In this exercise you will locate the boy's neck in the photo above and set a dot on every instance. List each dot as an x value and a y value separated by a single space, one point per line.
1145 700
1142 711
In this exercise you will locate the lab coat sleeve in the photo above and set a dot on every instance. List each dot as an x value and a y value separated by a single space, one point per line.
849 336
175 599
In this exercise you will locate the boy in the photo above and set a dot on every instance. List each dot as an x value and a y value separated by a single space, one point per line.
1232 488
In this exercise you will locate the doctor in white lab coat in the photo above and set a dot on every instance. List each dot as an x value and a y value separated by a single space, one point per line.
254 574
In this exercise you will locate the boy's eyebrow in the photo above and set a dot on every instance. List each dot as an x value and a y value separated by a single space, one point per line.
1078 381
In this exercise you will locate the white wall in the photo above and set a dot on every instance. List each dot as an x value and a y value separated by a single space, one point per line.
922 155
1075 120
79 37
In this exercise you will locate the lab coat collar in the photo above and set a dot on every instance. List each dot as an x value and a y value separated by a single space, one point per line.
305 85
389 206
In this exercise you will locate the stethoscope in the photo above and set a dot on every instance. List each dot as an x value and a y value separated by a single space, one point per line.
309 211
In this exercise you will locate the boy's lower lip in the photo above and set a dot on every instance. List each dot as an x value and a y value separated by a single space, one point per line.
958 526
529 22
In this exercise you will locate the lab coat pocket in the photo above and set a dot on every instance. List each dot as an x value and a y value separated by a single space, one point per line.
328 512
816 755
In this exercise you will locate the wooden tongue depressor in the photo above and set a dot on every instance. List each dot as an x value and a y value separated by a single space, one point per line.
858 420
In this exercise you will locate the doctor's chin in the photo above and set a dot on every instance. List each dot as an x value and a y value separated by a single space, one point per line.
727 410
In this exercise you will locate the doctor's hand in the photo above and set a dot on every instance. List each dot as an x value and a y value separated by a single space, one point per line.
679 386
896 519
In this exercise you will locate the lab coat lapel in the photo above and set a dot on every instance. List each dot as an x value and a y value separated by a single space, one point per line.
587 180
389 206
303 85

◇ ◇ ◇ ◇ ◇

• [Exercise]
Write out every record verbatim.

• [Task output]
In this exercise you will locate the boy's neck in the photo above and set a dot on every instance. List each dot as an x value and a y value separated by a single space, one point per line.
1145 700
1142 711
In this exercise you will locate the lab coat sleeve in the photo above and set a dot on every instance. List each dot as an x value and a y value separated by a single space, one point per line.
849 336
175 599
In this exercise you will locate the boy in the photo above and set a dot on every instance. List each dot as an x value and a y value separated by a single space, one point per line.
1232 488
In this exercise you will locate the doctor in white lab coat in the photo above and set a dot on every instance. List each dot as an x value and a y value separated by a single space, one point per line.
254 574
In this exercise you will locate the boy's eyebrow in the photo above and set a dot on every instance. List each dot as an x value and a y value separated by a single space, one point per line.
1078 381
In this exercise you will locate the white wall in the photo above and set a dot on every instance. List each dot as an x value and a y value separated by a single space, one point per line.
922 155
1075 120
79 37
In this exercise you will locate the lab coat collar in the photo above and set a dot on every instance. List each dot as an x value and a y value separated by a single space, one point per line.
305 85
389 206
In this exercise you will locate the stethoscope in the photo above and set a dot on every instance. List each dot as an x value and a y value separated by a single space, one point per line.
309 211
In this exercise you will locate the boy's lower lip in the photo above and set a dot on every instance. List each dot as an x value and a y value separated by a single space, one point per line.
958 526
529 22
In this exercise you will locate the lab coat pocket in the photo above and set a dot on every instance. List each dot as an x value and a y value separated by a single space, one point per line.
328 512
816 755
In this exercise you will locate the wooden tongue depressor in the photo above and set a dot on every instance. List each dot as an x value and a y value separated by a single space, one point per line.
858 420
In this exercise you will locate the doctor's chin in the photo above and set a dot on every instance. List each dot as an x value and a y value separated by a single space, one point per line.
727 410
In this exercise you will locate the doctor's hand in the photo above and set a dot on every instance. List each dot as an x value and a y value separated by a single space, one point per line.
679 386
896 519
In this exercise you will locate the lab coat lapel in the photo above and set a dot on every instance. List each dot as an x value and a y value separated by a single space, one point per line.
587 180
389 206
303 85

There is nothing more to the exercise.